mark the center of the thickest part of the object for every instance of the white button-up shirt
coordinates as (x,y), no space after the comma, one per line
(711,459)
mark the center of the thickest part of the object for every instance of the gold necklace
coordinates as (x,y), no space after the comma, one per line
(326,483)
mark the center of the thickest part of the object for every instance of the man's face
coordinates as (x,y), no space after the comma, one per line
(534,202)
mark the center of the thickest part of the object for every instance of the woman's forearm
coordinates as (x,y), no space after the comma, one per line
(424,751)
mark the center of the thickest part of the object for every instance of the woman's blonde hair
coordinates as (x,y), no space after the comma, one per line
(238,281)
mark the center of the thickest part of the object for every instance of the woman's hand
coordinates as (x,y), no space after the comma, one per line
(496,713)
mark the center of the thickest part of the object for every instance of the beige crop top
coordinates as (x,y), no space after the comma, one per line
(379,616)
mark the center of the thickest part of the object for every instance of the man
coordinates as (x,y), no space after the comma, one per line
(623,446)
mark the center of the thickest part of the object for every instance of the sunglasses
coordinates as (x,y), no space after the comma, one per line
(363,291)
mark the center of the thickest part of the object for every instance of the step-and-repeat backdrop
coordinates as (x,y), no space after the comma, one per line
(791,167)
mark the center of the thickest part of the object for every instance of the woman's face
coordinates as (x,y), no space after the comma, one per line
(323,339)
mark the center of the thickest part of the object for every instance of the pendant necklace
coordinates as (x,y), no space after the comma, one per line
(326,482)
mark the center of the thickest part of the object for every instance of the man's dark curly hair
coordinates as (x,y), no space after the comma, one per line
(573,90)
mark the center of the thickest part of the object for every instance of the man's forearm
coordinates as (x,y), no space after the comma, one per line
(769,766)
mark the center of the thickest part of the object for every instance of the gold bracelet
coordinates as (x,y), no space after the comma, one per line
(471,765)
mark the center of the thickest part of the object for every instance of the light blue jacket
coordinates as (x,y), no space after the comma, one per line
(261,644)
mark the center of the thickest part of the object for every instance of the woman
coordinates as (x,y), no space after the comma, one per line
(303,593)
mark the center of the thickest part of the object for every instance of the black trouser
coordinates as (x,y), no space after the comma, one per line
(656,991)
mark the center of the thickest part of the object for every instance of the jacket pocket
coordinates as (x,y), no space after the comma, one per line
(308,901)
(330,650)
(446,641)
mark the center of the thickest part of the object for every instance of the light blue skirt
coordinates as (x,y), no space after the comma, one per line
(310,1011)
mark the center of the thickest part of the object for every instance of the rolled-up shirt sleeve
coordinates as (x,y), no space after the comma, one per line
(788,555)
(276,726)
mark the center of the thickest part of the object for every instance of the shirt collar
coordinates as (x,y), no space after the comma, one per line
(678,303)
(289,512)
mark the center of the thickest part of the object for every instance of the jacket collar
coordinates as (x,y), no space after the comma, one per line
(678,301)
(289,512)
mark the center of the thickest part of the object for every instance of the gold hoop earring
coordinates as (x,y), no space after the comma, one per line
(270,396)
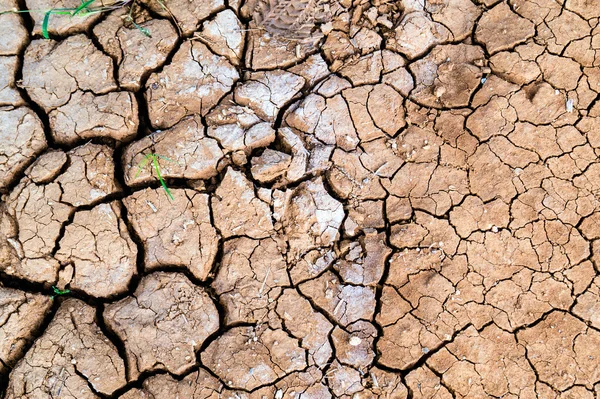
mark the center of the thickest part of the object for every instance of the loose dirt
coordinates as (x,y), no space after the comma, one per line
(371,199)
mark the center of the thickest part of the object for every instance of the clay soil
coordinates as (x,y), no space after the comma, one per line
(371,199)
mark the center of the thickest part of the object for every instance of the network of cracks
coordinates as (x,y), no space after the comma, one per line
(393,199)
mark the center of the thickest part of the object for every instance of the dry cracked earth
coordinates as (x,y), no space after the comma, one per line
(371,199)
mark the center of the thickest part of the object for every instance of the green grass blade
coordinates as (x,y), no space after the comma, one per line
(141,165)
(83,5)
(45,24)
(165,158)
(162,182)
(141,29)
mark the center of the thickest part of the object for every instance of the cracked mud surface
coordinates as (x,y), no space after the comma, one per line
(371,199)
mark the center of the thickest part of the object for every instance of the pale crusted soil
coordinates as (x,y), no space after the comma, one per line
(400,200)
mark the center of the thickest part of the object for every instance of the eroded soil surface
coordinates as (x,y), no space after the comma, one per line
(371,199)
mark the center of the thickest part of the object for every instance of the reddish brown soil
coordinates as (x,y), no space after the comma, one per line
(371,199)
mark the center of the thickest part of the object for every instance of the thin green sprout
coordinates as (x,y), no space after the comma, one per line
(154,158)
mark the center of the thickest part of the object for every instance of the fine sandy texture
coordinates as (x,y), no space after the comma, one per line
(370,199)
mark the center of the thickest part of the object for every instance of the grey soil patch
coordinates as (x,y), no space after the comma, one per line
(369,200)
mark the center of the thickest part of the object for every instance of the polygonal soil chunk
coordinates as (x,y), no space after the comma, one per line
(39,210)
(197,385)
(562,349)
(237,210)
(192,83)
(458,16)
(501,29)
(270,165)
(247,358)
(425,315)
(472,215)
(90,176)
(309,155)
(21,314)
(511,272)
(187,15)
(560,72)
(278,53)
(329,120)
(309,384)
(311,218)
(344,303)
(225,35)
(429,186)
(21,140)
(539,103)
(174,233)
(183,152)
(588,304)
(496,117)
(366,215)
(344,381)
(587,9)
(484,364)
(416,34)
(349,178)
(510,66)
(306,324)
(13,32)
(424,384)
(86,116)
(249,278)
(136,53)
(375,109)
(163,324)
(9,95)
(73,359)
(266,92)
(100,250)
(489,177)
(60,24)
(354,347)
(447,76)
(53,71)
(30,226)
(365,259)
(234,137)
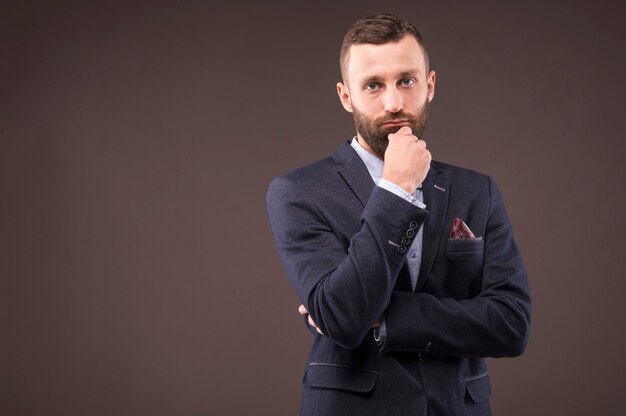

----------

» Exercise task:
From the listing above, copy out every line containing the word "hair". Case counts.

» Exercise result:
mark the center of the thickest part of the object for every instance of the woman's blonde hair
mark the center of the thickest part of the object for every instance of the man's dark curly hair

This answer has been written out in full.